▶ **WORK INSTRUCTIONS**
Write exactly, with no line omitted or added, the span beginning at the line that holds "on the distant" and ending at the last line of the records.

Items listed in a dataset:
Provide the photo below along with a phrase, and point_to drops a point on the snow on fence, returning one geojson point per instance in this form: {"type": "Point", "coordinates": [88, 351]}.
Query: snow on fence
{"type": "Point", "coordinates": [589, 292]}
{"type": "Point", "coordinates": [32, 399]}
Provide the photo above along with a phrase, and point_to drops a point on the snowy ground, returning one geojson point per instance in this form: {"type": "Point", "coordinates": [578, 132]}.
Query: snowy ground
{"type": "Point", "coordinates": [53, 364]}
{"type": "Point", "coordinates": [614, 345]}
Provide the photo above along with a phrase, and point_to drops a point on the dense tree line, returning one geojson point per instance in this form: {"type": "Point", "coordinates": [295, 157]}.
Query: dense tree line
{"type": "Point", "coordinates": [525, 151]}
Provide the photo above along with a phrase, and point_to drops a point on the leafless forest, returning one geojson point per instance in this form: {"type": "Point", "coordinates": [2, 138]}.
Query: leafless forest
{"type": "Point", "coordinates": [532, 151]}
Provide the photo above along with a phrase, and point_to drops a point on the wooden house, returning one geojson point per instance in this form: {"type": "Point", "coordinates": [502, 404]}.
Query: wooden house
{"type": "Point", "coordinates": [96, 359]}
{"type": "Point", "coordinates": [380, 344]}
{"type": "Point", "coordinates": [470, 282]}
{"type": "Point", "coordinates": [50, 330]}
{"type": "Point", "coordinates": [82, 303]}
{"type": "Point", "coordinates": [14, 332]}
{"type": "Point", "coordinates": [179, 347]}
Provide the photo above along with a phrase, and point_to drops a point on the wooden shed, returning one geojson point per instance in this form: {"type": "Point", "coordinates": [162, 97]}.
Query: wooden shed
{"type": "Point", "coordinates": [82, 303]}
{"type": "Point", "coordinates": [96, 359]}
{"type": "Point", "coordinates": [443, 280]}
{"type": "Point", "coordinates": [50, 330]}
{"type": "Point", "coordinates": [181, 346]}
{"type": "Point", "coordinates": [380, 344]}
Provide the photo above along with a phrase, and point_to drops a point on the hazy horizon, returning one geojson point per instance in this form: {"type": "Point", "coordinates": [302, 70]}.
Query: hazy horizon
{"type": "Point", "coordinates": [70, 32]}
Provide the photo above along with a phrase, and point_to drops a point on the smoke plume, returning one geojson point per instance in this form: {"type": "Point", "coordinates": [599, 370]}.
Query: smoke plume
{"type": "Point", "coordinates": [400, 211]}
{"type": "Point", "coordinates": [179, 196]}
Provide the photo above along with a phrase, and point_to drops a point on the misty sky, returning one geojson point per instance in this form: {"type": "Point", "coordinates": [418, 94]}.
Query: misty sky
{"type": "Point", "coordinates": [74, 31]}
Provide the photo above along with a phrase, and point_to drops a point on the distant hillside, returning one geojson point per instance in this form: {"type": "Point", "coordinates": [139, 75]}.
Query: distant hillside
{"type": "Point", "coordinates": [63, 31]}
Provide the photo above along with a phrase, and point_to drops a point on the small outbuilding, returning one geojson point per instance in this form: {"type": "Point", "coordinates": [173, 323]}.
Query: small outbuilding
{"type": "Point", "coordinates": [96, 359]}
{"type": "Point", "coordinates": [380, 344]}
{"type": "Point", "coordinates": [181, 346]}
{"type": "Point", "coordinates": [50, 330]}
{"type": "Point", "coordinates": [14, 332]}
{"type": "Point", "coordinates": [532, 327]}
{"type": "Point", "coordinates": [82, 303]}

▶ **ANSWER**
Provide the photo above along with a phrase, and point_to drops a point on the distant hillside, returning one geojson point per instance in this form: {"type": "Point", "coordinates": [139, 75]}.
Query: distant hillside
{"type": "Point", "coordinates": [63, 31]}
Provide the photo above along with a phrase, and point_to drops a point on the small outbuilding, returning one geojson point per instance in this form: {"type": "Point", "coordinates": [173, 323]}.
Query: small outbuilding
{"type": "Point", "coordinates": [96, 359]}
{"type": "Point", "coordinates": [380, 344]}
{"type": "Point", "coordinates": [181, 346]}
{"type": "Point", "coordinates": [50, 330]}
{"type": "Point", "coordinates": [14, 332]}
{"type": "Point", "coordinates": [532, 327]}
{"type": "Point", "coordinates": [82, 303]}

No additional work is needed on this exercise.